> Kutipan:
Baca berita dengan sedikit iklan, klik di sini

Politik

Mengapa di Indonesia Tak Bisa Menjadi Ateis?

Mahkamah Konstitusi menolak gugatan penghapusan kolom agama di KTP. Kelompok penghayat makin rentan.

9 Januari 2025 | 12.00 WIB

Image of Tempo
Perbesar
Ilustrasi e-KTP. TEMPO/Prima Mulia

Baca berita dengan sedikit iklan, klik di sini

Poin penting

  • Mahkamah Konstitusi menolak uji materi penghapusan kolom agama di KTP.

  • Kementerian Dalam Negeri mengklaim kolom agama di KTP masih relevan.

  • Ketika pengikut ateis menikah, mereka terpaksa mengisi kolom agama di KTP.

AGAMA masih jadi urusan vital di Indonesia. Pada 3 Januari lalu, Mahkamah Konstitusi menolak gugatan uji materi Pasal 22 Undang-Undang 39 Tahun 1999 tentang hak asasi manusia dan Pasal 61 ayat 1 serta Pasal 64 ayat 1 Undang-Undang Administrasi kependudukan. Penolakan hakim konstitusi membuat setiap warga negara Indonesia masih wajib mengisi kolom agama di Kartu Tanda Penduduk.

Catatan data
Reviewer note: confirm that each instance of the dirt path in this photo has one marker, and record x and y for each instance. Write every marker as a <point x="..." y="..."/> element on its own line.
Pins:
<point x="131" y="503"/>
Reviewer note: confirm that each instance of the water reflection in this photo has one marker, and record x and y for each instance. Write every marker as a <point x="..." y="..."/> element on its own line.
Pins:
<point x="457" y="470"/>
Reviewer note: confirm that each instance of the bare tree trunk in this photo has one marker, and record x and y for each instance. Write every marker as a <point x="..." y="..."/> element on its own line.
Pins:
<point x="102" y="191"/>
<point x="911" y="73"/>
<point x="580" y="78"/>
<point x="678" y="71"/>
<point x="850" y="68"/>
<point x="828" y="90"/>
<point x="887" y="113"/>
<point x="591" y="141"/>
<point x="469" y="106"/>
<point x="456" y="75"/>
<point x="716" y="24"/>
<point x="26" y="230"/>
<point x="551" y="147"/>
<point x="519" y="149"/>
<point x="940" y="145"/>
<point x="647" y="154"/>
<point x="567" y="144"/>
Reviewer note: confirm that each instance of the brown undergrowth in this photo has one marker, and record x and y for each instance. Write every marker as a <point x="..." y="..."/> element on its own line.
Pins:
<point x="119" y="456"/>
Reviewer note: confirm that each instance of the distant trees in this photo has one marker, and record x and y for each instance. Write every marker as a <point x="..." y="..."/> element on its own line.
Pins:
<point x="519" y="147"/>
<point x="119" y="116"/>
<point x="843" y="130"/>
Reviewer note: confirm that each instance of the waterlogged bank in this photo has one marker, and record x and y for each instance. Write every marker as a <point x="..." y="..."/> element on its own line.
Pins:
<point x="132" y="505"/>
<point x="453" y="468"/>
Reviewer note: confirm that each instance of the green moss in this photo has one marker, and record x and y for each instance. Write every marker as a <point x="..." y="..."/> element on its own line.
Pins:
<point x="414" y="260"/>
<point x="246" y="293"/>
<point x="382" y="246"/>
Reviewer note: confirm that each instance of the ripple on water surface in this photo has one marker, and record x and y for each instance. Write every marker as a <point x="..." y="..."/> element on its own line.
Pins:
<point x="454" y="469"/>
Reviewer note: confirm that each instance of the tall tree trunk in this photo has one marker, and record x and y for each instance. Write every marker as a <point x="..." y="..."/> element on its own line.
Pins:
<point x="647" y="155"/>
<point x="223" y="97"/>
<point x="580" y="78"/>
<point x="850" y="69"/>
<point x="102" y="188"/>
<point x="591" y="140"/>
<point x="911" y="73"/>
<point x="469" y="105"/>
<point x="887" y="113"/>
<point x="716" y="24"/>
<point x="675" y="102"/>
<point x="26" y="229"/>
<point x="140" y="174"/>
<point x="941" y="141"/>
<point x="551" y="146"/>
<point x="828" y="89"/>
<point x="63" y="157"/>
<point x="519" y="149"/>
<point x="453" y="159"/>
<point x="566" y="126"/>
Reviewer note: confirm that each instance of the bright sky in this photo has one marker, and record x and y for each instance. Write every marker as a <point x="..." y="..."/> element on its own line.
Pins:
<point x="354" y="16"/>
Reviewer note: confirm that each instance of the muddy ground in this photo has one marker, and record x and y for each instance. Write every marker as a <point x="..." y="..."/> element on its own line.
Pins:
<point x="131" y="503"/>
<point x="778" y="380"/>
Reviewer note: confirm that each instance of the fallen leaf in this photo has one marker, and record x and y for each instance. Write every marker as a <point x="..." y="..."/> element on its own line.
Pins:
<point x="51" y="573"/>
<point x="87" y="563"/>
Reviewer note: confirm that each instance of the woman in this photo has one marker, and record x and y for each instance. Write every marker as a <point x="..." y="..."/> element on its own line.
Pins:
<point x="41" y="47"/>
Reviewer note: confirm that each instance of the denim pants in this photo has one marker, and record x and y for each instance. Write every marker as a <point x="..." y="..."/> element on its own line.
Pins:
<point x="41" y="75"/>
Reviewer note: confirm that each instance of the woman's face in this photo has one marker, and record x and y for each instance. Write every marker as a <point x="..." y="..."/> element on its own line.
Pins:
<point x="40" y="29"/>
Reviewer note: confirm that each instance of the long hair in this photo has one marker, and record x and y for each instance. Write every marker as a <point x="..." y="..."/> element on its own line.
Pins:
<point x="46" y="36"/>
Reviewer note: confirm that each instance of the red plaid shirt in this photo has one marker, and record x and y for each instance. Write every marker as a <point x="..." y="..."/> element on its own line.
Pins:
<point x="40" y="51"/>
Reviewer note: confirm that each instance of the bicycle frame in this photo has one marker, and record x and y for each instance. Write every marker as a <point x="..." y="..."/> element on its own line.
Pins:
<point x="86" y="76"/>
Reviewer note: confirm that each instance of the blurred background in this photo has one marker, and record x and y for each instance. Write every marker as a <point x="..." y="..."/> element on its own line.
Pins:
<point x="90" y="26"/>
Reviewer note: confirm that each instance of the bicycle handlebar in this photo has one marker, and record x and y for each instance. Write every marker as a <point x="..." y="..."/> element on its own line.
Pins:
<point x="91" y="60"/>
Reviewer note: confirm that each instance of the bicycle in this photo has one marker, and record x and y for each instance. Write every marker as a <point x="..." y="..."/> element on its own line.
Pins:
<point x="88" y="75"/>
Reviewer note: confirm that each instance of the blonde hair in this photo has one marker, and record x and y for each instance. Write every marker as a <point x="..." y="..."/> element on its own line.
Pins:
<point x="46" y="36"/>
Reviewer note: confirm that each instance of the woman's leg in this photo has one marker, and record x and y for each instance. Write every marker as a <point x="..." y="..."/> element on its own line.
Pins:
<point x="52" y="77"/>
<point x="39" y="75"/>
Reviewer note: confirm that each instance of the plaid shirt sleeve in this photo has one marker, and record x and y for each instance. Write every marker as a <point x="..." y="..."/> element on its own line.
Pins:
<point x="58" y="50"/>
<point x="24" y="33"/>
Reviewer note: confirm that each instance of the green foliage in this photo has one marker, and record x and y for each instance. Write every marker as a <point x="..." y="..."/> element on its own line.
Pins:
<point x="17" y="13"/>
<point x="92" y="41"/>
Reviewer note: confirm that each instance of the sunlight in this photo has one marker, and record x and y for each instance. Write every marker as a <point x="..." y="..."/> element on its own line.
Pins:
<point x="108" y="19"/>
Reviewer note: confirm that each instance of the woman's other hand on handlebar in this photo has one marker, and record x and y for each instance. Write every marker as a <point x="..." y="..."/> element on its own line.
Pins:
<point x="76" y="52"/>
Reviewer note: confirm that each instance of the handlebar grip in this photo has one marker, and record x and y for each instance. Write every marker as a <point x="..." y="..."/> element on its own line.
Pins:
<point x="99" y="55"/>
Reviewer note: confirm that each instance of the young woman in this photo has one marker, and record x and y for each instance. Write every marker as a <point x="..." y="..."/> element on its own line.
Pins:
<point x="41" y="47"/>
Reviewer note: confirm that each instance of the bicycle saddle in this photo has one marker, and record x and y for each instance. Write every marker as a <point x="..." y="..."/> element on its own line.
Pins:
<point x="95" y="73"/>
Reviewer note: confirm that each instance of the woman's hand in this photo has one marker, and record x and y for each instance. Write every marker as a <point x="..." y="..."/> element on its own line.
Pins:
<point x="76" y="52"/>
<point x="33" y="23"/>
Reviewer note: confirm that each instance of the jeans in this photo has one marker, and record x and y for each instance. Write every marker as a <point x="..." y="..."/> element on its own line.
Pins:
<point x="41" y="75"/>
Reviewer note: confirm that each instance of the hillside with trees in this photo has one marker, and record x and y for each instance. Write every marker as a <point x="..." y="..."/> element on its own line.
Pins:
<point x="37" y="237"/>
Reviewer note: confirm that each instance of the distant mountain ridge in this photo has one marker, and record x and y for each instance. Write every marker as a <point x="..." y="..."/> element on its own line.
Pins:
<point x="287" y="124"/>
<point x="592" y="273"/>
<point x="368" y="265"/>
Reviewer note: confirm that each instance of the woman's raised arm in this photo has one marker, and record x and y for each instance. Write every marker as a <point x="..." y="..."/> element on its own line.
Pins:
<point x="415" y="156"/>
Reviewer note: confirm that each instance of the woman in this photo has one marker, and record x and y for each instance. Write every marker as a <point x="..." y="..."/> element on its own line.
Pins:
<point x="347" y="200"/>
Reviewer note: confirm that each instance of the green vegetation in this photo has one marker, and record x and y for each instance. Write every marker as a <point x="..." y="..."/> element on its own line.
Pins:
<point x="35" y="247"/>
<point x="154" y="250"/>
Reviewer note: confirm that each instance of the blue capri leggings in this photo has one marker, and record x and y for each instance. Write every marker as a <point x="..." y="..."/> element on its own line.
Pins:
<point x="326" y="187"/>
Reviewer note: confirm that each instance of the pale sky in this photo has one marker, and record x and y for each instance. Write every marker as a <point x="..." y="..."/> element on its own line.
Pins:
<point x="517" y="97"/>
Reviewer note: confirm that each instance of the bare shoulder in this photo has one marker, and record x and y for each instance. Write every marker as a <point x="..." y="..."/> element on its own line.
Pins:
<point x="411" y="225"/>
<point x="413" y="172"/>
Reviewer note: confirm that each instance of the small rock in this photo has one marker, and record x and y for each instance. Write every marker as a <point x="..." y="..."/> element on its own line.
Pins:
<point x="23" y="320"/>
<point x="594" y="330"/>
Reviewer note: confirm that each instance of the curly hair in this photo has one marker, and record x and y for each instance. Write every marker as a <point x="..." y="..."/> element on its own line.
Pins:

> Ketentuan Tugas:
Teruskan tulisan tentang putusan Mahkamah Konstitusi soal kolom agama di KTP, mulai setelah kalimat terakhirnya.

> Jawaban Akhir:
Baca berita dengan sedikit iklan, klik di sini

Pasal 22 UU Hak Asasi Manusia mengatur bahwa setiap orang bebas memeluk agama dan kepercayaan serta negara menjaminnya. Sementara Pasal 61 dan 64 UU Administrasi Kependudukan mewajibkan pencantuman agama dalam KTP. Raymond Kamil dan Indra Syahputra, warga Jakarta Timur dan Kota Binjai, Sumatera Utara, menggugat dua pasal yang bertentangan itu.

Baca berita dengan sedikit iklan, klik di sini

Pengajuan gugatan hingga pembacaan putusan terhadap uji materi ini berlangsung singkat. Pemohon mengajukan permohonan itu dengan nomor perkara 146/PUU-XXII/2024 pada Selasa, 1 Oktober 2024. Dua bulan berselang, MK sudah membacakan putusannya.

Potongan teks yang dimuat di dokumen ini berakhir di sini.